→ Data to use
-----

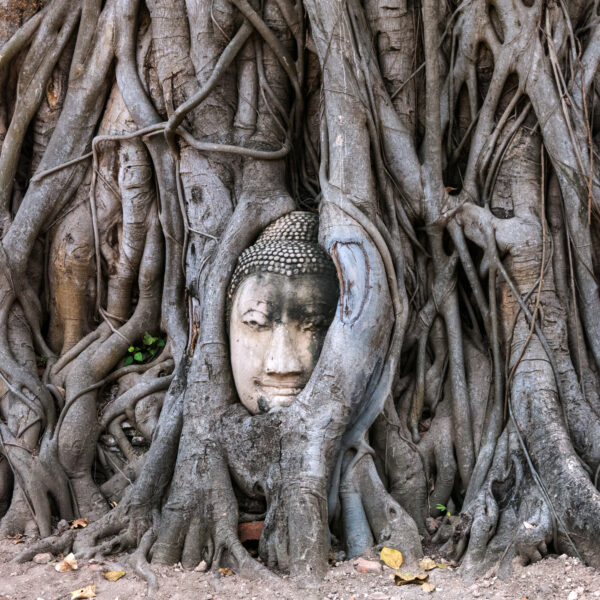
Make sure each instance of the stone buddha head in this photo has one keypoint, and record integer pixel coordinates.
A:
(282, 298)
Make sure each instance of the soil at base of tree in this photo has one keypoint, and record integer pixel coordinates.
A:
(559, 578)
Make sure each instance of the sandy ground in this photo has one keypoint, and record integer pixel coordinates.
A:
(553, 578)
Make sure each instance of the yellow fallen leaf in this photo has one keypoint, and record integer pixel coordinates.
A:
(406, 578)
(426, 564)
(80, 523)
(89, 591)
(392, 558)
(68, 563)
(114, 575)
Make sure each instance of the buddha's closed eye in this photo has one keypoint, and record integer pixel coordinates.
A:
(255, 319)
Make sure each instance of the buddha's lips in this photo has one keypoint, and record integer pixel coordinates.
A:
(291, 388)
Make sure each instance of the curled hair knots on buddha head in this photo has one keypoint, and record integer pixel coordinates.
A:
(289, 246)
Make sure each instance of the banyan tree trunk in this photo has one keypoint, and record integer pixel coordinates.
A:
(450, 150)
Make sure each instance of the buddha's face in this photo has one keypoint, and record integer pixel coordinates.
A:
(277, 328)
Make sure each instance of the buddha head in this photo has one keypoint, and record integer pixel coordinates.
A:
(282, 298)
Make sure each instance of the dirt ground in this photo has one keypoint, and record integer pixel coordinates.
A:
(553, 578)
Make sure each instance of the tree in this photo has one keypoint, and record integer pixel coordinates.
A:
(450, 149)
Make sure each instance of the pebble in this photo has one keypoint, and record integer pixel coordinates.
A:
(368, 566)
(42, 559)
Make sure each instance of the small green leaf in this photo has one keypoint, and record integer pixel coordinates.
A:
(149, 339)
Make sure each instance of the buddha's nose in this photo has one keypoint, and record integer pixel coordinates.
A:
(282, 355)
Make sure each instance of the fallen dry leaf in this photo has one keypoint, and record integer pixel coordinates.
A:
(392, 558)
(80, 523)
(426, 564)
(114, 575)
(68, 563)
(406, 578)
(89, 591)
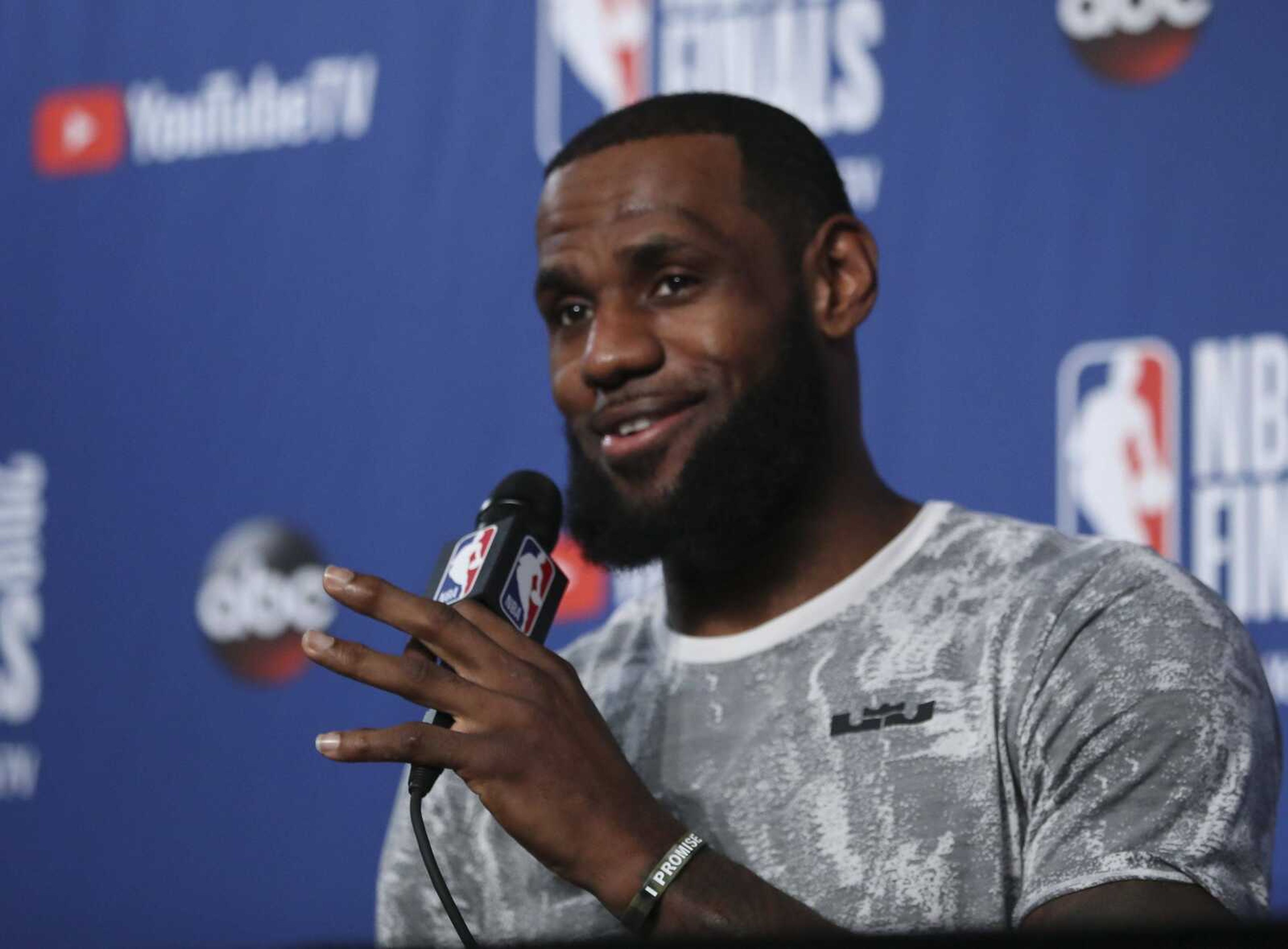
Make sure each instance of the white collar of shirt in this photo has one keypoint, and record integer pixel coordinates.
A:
(872, 573)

-----

→ The problem
Reproduce each line of the material containing the word "ground".

→ Exercise answer
Make sure each instance of the sandy ground in this photo has one keypoint, and record integer pixel coordinates.
Make sure each instance of the dirt ground in this photo has one keypoint, and record integer pixel coordinates.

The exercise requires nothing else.